Aim of the task. Copy the rows below word for word, without changing anything.

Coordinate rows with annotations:
## begin
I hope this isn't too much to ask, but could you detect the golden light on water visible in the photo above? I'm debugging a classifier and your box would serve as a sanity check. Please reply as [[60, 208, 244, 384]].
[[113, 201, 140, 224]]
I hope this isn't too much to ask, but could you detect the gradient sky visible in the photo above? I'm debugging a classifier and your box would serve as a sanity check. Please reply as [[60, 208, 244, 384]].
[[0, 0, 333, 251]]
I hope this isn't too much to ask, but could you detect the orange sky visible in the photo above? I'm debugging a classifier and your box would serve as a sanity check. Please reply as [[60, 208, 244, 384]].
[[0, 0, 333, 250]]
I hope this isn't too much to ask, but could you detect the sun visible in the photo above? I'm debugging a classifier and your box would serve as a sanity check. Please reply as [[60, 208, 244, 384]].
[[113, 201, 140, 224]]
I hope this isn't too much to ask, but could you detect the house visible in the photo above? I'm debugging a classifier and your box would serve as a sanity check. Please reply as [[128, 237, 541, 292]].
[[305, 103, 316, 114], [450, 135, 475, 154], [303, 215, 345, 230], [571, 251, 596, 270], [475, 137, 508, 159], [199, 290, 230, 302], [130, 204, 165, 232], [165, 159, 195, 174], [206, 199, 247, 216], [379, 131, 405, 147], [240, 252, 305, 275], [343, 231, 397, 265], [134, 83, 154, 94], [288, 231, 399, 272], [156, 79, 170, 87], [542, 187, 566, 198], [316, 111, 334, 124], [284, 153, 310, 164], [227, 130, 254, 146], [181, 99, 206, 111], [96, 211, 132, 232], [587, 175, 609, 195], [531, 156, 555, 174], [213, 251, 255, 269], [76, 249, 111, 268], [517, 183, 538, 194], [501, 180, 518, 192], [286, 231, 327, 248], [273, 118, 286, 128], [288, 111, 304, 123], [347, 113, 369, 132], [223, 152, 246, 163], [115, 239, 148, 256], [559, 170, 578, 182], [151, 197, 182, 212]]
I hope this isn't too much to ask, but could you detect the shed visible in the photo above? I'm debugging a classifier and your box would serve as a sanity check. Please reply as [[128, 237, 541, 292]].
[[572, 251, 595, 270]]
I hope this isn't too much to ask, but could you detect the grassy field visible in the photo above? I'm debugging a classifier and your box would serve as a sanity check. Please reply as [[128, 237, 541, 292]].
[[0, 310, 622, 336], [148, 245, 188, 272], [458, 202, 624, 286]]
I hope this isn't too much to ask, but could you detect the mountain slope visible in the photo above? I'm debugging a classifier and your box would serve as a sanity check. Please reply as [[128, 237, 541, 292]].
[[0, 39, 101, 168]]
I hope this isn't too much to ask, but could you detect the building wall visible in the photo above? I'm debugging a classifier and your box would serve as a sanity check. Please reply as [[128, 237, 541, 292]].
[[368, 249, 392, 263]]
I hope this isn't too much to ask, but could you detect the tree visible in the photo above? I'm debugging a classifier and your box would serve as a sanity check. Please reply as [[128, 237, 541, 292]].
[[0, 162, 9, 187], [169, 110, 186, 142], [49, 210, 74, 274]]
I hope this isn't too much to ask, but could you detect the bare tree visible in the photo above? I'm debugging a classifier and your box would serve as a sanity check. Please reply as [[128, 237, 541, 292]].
## end
Written reply.
I hope this isn't too much to ask, but could you detect the golden light on water visible in the photo above? I'm debugging a classifier and your box would serve as a sanity check. Please reply as [[60, 208, 244, 384]].
[[113, 201, 140, 224]]
I hope this isn't too much to ask, but could you detect the gradient sky visible in the photo above? I'm debugging a classifier and your box would serve as a sanity check. Please reply as [[60, 208, 244, 384]].
[[0, 0, 333, 251]]
I hope this isn't too much to ask, but could you detect the orange sky visible in the photo above? I'm debugging a classifier and your box would serve as a sanity check. Please reply as [[60, 208, 244, 384]].
[[0, 0, 333, 250]]
I hope this isn't too much to ask, but could you detect the sun visible in the photo above? I'm debugging a classifier and your box would serve as a sanity check. Please reply as [[60, 208, 244, 384]].
[[113, 201, 140, 224]]
I hope this isn't too much to ask, but could you detect the house visible in the photo above? I'm debugging a classifier and your box would serve as a sanity check. Please reply as [[128, 237, 541, 292]].
[[305, 103, 316, 114], [450, 135, 475, 154], [303, 215, 345, 230], [571, 251, 596, 270], [475, 137, 508, 159], [199, 290, 230, 302], [130, 204, 165, 232], [165, 159, 195, 174], [206, 199, 247, 216], [379, 131, 405, 147], [240, 252, 305, 275], [343, 231, 397, 265], [134, 83, 154, 94], [288, 231, 399, 272], [156, 79, 170, 87], [542, 187, 566, 198], [316, 111, 334, 124], [284, 153, 310, 164], [227, 130, 254, 146], [181, 99, 206, 111], [96, 211, 132, 232], [587, 175, 609, 195], [531, 156, 555, 174], [213, 251, 255, 269], [76, 249, 111, 268], [517, 183, 538, 194], [501, 180, 518, 192], [286, 231, 327, 248], [273, 118, 286, 128], [288, 111, 304, 123], [347, 113, 369, 132], [223, 152, 246, 163], [115, 239, 148, 256], [559, 170, 578, 182], [151, 197, 182, 212]]
I hope this isn't too much to ask, but could you detect the shed visible in the photo above? I'm debugging a classifier and your box would serve as a sanity check. Please reply as [[128, 237, 541, 292]].
[[572, 251, 595, 270]]
I hope this isn't too much to ask, but could you detect the grassy field visible in the photo above? I'm debugging a classifier and your box would serve as a sanity check. Please reply as [[128, 237, 541, 292]].
[[0, 310, 622, 336], [148, 245, 188, 272], [458, 202, 624, 286]]
I hope this isn't too much to ask, but could you detect the mountain slope visible in the photo above? I'm debugging a classifier and your box would serve as a sanity check. Please reply as [[128, 237, 541, 292]].
[[0, 39, 101, 168]]
I hope this isn't too much to ask, but could you detect the building wall visible in the photo above? I'm debugging a classifier and your box would serve as a sanity check. Please reply as [[128, 237, 541, 292]].
[[368, 249, 392, 263]]
I hope this isn't too much to ask, but could you detect the tree visible in the photo above? I'm debugging a classifier and your box would serve as a sanity check. Please reply as [[128, 237, 541, 292]].
[[0, 162, 9, 187], [169, 110, 186, 142], [49, 210, 74, 274]]
I hope this isn't too much to ask, but could you detect the bare tree visible in the photo above? I'm debugging a classifier and your box would serve as a sanity check. Please reply as [[128, 237, 541, 292]].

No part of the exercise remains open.